(Entrées tirées d'une collection)
-----

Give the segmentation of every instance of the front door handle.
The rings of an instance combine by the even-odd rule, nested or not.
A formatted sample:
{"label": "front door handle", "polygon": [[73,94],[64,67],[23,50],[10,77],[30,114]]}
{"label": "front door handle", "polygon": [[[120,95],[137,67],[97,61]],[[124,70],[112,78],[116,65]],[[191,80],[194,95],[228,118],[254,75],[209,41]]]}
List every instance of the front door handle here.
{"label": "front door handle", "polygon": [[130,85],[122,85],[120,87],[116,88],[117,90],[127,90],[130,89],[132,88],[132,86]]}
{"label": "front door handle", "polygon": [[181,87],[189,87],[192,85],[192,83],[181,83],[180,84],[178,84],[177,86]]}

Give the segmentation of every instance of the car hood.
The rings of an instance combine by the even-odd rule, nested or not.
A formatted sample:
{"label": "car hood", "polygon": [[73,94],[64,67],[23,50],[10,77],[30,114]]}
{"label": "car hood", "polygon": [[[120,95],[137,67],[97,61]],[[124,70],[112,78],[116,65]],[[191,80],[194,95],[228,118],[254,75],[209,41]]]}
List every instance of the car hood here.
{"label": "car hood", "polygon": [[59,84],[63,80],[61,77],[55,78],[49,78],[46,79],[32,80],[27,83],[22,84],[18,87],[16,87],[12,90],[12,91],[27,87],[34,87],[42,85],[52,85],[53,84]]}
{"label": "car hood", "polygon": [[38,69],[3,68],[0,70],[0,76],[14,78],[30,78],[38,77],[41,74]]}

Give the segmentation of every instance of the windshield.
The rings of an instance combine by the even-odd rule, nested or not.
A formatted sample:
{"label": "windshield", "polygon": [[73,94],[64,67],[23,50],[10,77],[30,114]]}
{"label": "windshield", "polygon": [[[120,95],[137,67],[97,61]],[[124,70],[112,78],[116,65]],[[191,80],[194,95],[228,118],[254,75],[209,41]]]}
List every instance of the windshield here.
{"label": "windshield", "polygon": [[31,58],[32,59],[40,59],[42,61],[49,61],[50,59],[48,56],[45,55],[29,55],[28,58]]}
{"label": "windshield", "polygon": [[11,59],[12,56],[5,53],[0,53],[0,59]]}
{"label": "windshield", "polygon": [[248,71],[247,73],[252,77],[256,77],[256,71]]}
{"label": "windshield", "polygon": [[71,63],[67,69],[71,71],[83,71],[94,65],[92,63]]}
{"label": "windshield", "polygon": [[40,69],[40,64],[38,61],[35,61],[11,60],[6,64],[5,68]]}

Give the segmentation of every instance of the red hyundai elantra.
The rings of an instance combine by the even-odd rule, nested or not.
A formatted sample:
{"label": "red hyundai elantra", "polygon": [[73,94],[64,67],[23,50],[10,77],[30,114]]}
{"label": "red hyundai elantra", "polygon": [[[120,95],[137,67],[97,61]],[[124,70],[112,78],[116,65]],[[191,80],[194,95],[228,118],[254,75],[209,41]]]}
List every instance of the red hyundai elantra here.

-----

=== Objectif ===
Remplacez « segmentation » par « outline » dans toutes les données ci-dessus, puis recopiez-les en entier sans rien changer d'autre.

=== Résultat attendu ===
Give the outline of every instance of the front door handle.
The rings of an instance combine by the even-odd rule, nested or not.
A formatted sample:
{"label": "front door handle", "polygon": [[73,94],[64,67],[23,50],[10,77],[30,114]]}
{"label": "front door handle", "polygon": [[[120,95],[137,67],[97,61]],[[124,70],[112,78],[116,65]],[[191,80],[194,95],[228,118],[254,75],[209,41]]]}
List every instance of the front door handle here.
{"label": "front door handle", "polygon": [[130,85],[122,85],[120,87],[116,88],[117,90],[127,90],[130,89],[132,88],[132,86]]}
{"label": "front door handle", "polygon": [[181,87],[189,87],[192,85],[192,83],[181,83],[180,84],[178,84],[177,86]]}

Give the outline of every instance of the car hood.
The rings of an instance combine by the even-odd rule, nested or not.
A formatted sample:
{"label": "car hood", "polygon": [[73,94],[64,67],[23,50],[10,77],[30,114]]}
{"label": "car hood", "polygon": [[[120,95],[137,67],[97,61]],[[124,70],[112,78],[116,65]],[[191,80],[194,95],[228,118],[254,75],[209,41]]]}
List every instance of the car hood here.
{"label": "car hood", "polygon": [[59,84],[63,80],[61,77],[55,78],[49,78],[46,79],[32,80],[27,83],[22,84],[18,87],[16,87],[12,90],[12,91],[27,87],[34,87],[42,85],[52,85],[53,84]]}
{"label": "car hood", "polygon": [[38,69],[3,68],[0,70],[0,76],[14,78],[30,78],[38,77],[41,74]]}

Give the outline of every instance of the windshield.
The rings of an instance combine by the even-odd rule, nested or not.
A formatted sample:
{"label": "windshield", "polygon": [[73,94],[64,67],[23,50],[10,77],[30,114]]}
{"label": "windshield", "polygon": [[[120,95],[137,67],[97,61]],[[124,70],[112,78],[116,65]],[[191,80],[194,95],[228,118],[254,75],[209,41]]]}
List every instance of the windshield here.
{"label": "windshield", "polygon": [[31,58],[32,59],[40,59],[42,61],[49,61],[50,59],[48,56],[45,55],[29,55],[28,58]]}
{"label": "windshield", "polygon": [[11,59],[12,56],[5,53],[0,53],[0,59]]}
{"label": "windshield", "polygon": [[248,71],[247,73],[252,77],[256,77],[256,71]]}
{"label": "windshield", "polygon": [[71,63],[67,69],[71,71],[83,71],[94,65],[92,63]]}
{"label": "windshield", "polygon": [[40,69],[40,64],[38,61],[35,61],[11,60],[6,64],[5,68]]}

Give the outline of every instance of the red hyundai elantra.
The rings of an instance combine by the even-odd rule, nested or not.
A formatted sample:
{"label": "red hyundai elantra", "polygon": [[73,94],[64,67],[23,50],[10,77],[30,114]]}
{"label": "red hyundai elantra", "polygon": [[[120,95],[137,67],[97,61]],[[124,70],[112,78],[116,65]],[[191,80],[194,95],[228,118],[254,75],[209,41]]]}
List every instance of the red hyundai elantra here.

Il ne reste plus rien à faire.